── Input rows ──

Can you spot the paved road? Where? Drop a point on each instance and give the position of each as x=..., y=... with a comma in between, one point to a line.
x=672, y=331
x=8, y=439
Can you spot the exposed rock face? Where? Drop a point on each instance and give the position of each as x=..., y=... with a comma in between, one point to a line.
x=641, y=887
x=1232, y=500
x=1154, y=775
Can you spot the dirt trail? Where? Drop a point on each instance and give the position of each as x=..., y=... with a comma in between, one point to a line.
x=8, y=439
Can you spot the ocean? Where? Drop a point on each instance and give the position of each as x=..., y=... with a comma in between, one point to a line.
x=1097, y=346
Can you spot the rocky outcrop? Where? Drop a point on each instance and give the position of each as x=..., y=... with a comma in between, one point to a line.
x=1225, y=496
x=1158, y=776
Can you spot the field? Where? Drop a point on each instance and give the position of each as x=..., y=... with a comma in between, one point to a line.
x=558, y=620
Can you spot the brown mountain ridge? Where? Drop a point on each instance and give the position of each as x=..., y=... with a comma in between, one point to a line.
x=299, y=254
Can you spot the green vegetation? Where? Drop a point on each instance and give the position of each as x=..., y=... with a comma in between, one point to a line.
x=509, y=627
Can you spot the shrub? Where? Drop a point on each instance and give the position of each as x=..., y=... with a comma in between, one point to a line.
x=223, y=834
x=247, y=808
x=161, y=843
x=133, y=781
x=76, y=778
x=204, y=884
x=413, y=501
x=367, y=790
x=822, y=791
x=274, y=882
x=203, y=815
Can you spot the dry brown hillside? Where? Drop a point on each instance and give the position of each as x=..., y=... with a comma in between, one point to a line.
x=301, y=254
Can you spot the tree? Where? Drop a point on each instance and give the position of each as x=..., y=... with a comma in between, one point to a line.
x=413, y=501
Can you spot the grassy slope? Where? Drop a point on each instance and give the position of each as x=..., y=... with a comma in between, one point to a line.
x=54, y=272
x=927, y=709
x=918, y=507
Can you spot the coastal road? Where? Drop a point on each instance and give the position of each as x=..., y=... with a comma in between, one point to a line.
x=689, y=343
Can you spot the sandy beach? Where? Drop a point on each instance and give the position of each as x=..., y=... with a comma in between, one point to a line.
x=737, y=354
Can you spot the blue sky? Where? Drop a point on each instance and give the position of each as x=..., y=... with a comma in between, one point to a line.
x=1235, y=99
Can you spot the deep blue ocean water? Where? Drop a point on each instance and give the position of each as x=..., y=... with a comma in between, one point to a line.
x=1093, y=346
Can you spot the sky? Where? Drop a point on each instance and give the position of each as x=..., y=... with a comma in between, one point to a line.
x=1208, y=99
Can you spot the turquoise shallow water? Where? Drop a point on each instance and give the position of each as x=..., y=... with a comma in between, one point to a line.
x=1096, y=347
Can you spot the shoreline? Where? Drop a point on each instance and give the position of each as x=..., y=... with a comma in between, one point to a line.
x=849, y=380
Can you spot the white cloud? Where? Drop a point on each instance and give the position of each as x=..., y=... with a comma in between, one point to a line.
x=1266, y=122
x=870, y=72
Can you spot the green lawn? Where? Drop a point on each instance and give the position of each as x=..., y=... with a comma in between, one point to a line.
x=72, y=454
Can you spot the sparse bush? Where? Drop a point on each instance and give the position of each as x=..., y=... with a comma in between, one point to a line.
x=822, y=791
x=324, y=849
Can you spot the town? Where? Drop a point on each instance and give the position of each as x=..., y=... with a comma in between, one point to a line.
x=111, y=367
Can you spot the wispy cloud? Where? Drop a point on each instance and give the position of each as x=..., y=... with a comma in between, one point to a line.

───

### Task to carry out
Please reproduce the lines of the records starting with the line that contains "Can you spot the exposed" and going on through the line that contains "x=1154, y=775", substituting "cliff" for "rock face" and keeping everything else unchanged. Give only those lines.

### Exercise response
Can you spot the exposed cliff? Where? Drop a point on each instance and give the position of each as x=..., y=... with a comma in between, one point to a line.
x=641, y=887
x=1232, y=500
x=1154, y=775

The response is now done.